# GOAL:
Produce an exact copy of the lines from the line that contains "Would you please tag the rear wheel" to the end of the listing below.

# DATA SUPPLIED:
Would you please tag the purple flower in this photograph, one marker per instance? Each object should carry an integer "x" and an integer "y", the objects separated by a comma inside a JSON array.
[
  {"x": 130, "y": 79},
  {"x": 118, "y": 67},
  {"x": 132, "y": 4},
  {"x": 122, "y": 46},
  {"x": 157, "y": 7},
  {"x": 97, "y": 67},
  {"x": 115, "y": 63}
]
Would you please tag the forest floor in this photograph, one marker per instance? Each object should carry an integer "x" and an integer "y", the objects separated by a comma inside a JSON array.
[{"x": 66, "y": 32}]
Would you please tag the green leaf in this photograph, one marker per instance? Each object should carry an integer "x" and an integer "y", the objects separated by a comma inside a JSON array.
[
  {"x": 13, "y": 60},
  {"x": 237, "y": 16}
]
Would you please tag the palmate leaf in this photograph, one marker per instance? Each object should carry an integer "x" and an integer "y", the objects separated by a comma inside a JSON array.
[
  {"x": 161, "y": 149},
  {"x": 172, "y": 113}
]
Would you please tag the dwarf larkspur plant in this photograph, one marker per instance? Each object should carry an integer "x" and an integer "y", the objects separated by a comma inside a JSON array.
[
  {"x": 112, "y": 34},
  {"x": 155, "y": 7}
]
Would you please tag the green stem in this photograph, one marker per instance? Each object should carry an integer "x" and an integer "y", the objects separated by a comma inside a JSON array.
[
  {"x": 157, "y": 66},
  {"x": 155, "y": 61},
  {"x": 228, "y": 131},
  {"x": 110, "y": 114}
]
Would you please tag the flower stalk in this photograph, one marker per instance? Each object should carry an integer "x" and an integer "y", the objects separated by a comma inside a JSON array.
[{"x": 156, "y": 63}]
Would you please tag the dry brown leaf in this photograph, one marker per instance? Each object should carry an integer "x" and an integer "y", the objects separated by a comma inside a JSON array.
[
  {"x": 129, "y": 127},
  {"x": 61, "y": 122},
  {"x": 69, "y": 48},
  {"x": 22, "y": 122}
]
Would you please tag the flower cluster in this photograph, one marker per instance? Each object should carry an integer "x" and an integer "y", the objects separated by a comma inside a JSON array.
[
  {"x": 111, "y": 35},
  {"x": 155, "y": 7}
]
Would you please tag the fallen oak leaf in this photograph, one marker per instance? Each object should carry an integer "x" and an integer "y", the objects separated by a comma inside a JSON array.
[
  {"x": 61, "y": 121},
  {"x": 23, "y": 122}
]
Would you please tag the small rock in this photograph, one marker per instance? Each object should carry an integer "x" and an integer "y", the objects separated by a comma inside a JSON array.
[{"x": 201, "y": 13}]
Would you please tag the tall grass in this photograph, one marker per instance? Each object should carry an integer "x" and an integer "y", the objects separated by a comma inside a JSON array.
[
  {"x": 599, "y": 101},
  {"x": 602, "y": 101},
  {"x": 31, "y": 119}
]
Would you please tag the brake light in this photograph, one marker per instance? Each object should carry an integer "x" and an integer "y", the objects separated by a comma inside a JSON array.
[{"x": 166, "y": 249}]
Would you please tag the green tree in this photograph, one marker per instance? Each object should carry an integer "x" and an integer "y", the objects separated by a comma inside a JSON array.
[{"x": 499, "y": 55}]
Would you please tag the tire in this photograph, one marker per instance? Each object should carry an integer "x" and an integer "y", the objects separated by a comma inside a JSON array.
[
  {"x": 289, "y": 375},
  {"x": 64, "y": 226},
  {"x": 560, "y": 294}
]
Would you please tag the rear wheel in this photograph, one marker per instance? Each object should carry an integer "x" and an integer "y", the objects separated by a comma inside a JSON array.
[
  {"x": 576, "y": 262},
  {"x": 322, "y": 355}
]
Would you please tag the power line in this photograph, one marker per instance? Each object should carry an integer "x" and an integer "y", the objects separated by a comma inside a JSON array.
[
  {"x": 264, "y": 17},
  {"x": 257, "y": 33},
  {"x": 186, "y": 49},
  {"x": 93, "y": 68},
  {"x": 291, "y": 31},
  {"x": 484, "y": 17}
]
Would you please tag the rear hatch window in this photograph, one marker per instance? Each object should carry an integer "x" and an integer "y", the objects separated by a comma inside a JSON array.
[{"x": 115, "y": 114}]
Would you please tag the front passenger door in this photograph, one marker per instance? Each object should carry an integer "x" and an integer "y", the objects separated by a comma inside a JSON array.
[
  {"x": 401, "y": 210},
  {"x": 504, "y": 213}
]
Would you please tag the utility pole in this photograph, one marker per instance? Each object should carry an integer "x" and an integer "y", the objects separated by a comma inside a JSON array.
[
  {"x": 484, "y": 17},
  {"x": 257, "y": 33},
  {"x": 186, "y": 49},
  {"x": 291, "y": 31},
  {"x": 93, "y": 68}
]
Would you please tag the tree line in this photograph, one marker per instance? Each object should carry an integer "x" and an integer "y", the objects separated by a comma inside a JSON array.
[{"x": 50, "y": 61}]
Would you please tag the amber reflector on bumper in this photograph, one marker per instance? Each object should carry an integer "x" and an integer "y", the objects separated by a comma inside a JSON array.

# TASK RESPONSE:
Would you please tag the rear wheel in this photograph, one marker per instance? Each object should carry an integer "x" and an integer "y", the objects separated by a comma inside a JSON array.
[
  {"x": 576, "y": 262},
  {"x": 322, "y": 355}
]
Would you please tag the power line in this photograph, one marker per instance? Each object should carry an integer "x" and an integer "y", the objects separated by a comma inside a JSON array.
[
  {"x": 264, "y": 17},
  {"x": 257, "y": 33},
  {"x": 186, "y": 49},
  {"x": 93, "y": 68},
  {"x": 291, "y": 31},
  {"x": 484, "y": 17}
]
Would you please tag the rear hatch window in this photograph, one marker per instance? Each object should carry an integer "x" and an integer "y", the objects separated by a comma inside a JSON array.
[{"x": 115, "y": 114}]
Would you please tag the front passenger door in this photograph, one marker per instance? Each object should carry an integer "x" and an integer "y", the objects separated by a comma inside a JSON array.
[
  {"x": 401, "y": 210},
  {"x": 504, "y": 213}
]
Would you please tag the utility pole in this photograph, one marker per instance? Each object should carry an integer "x" and an integer "y", the objects separated by a comma inside a JSON array.
[
  {"x": 484, "y": 17},
  {"x": 257, "y": 33},
  {"x": 186, "y": 49},
  {"x": 291, "y": 31},
  {"x": 93, "y": 68}
]
Would you please tag the tree line in this photograph, one marker per instance? Each object should carry an integer "x" and an integer "y", the objects separated by a comma inside a JSON array.
[{"x": 50, "y": 61}]
Would you please tag the amber reflector on bumper in this photograph, one marker per instance? Each object should carry an integer "x" and an integer "y", the objects separated by a comma inside a JSON array.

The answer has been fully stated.